--- What needs to be done ---
Count how many lines in the entries below contain the string "walkway", treating uppercase and lowercase as different. Reply with the number alone.

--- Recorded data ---
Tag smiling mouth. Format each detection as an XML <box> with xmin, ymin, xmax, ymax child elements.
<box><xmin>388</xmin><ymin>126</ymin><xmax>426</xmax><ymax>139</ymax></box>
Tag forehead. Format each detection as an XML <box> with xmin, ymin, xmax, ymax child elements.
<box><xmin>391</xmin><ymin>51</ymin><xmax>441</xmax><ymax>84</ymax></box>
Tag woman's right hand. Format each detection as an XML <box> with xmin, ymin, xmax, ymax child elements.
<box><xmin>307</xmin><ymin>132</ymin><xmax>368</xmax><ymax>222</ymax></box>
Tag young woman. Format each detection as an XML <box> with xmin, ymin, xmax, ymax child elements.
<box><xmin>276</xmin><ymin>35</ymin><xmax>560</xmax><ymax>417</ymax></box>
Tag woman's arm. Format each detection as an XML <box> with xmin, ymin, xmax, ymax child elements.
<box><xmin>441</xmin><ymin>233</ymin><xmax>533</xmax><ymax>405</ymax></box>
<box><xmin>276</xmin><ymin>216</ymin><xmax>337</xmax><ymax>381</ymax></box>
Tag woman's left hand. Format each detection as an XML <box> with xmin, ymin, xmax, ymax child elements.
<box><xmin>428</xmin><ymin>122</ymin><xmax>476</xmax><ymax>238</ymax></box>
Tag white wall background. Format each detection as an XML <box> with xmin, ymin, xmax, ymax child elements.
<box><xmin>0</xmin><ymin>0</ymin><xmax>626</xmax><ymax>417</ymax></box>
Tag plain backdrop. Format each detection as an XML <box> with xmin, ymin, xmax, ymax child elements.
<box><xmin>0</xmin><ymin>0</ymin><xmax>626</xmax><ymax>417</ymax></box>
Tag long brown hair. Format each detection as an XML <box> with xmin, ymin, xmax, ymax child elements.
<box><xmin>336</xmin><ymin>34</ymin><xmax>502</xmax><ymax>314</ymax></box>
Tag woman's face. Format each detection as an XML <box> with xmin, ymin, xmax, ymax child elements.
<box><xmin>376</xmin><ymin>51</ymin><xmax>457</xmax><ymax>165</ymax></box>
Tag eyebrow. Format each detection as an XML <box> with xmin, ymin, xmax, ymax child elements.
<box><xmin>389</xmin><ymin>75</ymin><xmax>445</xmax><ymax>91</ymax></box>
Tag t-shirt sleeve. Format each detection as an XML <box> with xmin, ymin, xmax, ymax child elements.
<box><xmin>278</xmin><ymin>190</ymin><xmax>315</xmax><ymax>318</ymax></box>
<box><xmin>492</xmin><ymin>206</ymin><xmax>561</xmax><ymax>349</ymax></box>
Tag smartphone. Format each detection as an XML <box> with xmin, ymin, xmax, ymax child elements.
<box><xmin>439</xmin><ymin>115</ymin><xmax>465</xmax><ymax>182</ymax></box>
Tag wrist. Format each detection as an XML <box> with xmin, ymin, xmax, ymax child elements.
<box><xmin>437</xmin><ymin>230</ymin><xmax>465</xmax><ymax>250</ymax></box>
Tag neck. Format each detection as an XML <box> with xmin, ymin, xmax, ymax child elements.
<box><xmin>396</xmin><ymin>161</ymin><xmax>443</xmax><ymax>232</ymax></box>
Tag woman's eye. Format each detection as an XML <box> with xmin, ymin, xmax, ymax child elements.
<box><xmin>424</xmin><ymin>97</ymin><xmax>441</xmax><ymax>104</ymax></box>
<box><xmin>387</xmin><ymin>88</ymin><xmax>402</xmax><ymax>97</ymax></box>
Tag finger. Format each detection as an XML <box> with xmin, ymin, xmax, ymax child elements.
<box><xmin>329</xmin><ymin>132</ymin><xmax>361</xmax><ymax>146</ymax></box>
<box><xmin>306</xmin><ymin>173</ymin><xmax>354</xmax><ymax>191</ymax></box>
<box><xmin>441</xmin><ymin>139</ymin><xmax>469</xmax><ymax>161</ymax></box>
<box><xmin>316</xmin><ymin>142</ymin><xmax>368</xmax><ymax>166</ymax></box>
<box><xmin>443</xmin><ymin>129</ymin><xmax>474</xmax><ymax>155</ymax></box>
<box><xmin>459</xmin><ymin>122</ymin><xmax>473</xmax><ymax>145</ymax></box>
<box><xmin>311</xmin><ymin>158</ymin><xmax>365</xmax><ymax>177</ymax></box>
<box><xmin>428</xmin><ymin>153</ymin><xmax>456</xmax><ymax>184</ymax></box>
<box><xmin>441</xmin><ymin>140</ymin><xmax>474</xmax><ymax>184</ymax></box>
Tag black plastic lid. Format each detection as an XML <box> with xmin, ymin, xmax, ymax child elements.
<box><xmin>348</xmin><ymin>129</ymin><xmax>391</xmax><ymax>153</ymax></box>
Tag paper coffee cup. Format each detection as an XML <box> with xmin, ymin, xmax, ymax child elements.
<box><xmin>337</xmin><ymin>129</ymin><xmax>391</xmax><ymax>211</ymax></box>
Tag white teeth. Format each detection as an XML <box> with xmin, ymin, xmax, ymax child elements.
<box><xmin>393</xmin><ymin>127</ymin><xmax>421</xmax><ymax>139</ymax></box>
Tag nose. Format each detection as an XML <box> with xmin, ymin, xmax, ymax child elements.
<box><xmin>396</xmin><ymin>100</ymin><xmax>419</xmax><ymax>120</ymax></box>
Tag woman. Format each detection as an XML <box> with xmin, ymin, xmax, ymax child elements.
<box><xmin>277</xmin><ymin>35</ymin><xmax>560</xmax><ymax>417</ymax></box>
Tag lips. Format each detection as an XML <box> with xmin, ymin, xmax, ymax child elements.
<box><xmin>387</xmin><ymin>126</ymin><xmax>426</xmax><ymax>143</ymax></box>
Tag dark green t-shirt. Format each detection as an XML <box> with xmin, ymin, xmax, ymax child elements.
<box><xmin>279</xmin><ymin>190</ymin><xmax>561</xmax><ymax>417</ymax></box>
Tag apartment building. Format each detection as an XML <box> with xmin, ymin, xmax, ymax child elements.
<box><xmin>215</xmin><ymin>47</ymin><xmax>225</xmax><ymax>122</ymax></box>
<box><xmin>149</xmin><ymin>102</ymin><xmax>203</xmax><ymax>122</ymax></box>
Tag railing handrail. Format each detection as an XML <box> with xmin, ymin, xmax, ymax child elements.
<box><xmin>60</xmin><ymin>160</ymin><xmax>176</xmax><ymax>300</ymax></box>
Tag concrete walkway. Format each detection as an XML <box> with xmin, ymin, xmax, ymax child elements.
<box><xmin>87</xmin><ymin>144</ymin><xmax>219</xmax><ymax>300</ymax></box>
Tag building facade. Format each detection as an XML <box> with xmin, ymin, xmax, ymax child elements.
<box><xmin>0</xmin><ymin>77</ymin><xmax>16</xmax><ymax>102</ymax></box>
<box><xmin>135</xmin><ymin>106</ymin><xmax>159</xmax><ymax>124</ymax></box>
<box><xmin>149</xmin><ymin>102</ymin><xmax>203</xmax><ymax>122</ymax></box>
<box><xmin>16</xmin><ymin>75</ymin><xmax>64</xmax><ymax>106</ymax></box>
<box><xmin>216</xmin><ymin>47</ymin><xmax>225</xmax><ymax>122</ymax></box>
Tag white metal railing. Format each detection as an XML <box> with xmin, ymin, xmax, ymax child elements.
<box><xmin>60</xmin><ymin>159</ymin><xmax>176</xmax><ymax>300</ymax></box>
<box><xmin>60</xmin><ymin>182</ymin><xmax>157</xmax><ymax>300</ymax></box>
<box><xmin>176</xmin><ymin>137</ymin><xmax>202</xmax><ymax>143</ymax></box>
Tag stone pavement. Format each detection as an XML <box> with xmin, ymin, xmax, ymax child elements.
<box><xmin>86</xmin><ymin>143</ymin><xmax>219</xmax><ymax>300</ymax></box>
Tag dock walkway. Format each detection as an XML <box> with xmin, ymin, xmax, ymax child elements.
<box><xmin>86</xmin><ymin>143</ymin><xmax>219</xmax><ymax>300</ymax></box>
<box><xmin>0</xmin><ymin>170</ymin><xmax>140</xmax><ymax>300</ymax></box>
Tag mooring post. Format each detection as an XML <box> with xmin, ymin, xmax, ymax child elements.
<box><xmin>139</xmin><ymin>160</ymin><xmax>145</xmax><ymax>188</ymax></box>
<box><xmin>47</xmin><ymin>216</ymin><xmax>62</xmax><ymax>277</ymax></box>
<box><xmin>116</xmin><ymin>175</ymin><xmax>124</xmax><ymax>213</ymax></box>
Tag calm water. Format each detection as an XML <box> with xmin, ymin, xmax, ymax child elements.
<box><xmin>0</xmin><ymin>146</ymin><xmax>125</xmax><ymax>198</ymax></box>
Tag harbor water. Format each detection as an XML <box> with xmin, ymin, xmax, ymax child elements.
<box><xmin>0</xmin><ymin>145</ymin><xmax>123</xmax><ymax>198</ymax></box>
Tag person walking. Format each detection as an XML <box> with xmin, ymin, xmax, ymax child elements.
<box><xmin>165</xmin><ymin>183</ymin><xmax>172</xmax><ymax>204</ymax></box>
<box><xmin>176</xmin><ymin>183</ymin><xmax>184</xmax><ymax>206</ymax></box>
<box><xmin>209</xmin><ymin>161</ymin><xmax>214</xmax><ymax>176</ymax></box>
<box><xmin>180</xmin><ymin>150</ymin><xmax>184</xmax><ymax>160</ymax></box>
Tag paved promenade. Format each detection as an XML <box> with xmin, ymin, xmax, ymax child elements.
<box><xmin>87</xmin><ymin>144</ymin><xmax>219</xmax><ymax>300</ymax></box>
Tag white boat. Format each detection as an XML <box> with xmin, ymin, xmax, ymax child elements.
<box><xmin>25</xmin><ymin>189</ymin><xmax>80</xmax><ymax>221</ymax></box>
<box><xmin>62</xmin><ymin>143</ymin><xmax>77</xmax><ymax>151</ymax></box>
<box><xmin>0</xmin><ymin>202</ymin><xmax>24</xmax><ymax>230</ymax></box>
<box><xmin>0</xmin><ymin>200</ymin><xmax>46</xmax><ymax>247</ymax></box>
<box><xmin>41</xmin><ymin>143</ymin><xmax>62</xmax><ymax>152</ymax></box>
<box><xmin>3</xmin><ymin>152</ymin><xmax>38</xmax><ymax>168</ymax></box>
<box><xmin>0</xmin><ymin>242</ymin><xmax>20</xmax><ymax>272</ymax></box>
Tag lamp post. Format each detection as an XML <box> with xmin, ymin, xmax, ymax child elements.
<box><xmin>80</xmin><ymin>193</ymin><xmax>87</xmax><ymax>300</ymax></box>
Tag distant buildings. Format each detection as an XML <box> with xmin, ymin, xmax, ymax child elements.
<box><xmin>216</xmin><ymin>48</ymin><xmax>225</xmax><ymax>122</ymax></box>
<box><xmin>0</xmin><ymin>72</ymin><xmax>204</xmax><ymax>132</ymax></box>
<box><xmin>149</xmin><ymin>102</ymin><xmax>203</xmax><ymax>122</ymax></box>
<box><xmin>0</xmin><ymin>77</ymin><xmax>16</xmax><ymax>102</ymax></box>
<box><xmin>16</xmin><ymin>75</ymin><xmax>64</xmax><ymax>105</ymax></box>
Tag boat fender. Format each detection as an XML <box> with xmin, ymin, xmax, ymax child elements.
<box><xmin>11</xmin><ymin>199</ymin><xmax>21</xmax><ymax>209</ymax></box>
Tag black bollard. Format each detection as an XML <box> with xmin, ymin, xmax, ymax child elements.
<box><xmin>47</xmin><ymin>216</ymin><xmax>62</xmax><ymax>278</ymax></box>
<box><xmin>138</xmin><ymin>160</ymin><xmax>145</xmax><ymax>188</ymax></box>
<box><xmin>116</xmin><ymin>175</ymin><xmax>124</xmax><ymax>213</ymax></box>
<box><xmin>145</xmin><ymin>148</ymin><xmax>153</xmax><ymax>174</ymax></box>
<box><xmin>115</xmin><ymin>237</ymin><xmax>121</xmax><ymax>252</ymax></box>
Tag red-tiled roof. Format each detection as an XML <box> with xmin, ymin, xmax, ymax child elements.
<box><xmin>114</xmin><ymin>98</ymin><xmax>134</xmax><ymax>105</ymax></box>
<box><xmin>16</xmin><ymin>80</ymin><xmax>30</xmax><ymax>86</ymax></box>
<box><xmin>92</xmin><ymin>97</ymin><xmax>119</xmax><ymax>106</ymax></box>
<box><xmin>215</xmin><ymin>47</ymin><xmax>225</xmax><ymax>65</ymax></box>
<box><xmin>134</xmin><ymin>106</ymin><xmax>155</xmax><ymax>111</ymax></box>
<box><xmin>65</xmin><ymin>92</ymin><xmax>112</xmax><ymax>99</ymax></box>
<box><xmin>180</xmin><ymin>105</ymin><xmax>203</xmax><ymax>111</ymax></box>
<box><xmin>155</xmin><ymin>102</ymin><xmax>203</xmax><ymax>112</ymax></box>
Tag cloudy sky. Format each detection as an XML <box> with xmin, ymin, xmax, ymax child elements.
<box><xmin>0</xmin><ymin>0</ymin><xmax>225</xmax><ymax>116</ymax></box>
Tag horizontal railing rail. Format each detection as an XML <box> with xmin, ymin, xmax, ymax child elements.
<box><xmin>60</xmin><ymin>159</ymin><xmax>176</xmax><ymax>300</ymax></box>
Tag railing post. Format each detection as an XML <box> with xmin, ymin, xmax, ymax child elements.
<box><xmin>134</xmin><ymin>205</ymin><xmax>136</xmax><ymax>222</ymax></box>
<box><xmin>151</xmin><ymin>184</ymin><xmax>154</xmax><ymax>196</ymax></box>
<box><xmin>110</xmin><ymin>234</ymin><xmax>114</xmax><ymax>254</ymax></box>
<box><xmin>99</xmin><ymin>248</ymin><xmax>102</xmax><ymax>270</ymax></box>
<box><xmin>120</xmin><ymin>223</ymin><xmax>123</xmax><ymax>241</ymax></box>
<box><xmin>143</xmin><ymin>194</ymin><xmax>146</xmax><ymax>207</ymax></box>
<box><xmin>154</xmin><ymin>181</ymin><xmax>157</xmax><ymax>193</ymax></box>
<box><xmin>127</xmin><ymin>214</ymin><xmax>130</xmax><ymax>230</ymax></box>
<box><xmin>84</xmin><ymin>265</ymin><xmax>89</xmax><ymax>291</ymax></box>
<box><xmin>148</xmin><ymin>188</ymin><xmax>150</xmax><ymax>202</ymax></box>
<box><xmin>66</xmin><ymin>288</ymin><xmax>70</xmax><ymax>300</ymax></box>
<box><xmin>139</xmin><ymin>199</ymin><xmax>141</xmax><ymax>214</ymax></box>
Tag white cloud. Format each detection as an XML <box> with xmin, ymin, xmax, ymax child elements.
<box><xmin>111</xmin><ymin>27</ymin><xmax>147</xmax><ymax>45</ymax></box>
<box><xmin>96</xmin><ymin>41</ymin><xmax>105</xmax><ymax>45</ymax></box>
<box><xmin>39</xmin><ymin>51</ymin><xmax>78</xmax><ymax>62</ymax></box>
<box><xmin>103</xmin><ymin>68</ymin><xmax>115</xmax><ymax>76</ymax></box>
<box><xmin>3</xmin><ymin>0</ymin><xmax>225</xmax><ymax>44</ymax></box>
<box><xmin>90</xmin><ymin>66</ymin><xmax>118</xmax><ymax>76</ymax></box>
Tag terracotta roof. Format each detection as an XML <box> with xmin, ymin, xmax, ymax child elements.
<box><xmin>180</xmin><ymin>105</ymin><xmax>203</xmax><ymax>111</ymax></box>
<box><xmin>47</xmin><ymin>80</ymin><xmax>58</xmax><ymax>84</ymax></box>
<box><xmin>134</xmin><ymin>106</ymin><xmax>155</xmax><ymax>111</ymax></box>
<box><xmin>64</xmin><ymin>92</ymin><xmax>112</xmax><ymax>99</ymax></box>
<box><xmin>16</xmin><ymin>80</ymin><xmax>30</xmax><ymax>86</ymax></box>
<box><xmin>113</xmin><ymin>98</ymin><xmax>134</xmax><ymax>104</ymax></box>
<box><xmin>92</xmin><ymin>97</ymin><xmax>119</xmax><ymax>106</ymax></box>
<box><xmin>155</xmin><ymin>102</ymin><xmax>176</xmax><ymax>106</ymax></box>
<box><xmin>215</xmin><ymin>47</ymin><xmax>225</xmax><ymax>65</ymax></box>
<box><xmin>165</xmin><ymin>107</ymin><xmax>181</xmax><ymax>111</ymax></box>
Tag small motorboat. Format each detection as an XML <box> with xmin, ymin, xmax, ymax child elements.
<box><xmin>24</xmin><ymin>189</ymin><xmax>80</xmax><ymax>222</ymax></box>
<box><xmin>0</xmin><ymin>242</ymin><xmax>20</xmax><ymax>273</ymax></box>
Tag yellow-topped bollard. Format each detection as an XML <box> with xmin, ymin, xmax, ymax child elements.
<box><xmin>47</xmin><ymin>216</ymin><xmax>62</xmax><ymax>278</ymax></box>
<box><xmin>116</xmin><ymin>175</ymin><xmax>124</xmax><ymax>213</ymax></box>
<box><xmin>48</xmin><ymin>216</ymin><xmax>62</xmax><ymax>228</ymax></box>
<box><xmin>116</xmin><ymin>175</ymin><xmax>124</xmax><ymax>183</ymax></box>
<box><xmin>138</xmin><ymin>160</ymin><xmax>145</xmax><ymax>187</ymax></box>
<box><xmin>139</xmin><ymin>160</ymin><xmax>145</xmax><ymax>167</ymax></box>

--- The answer ---
2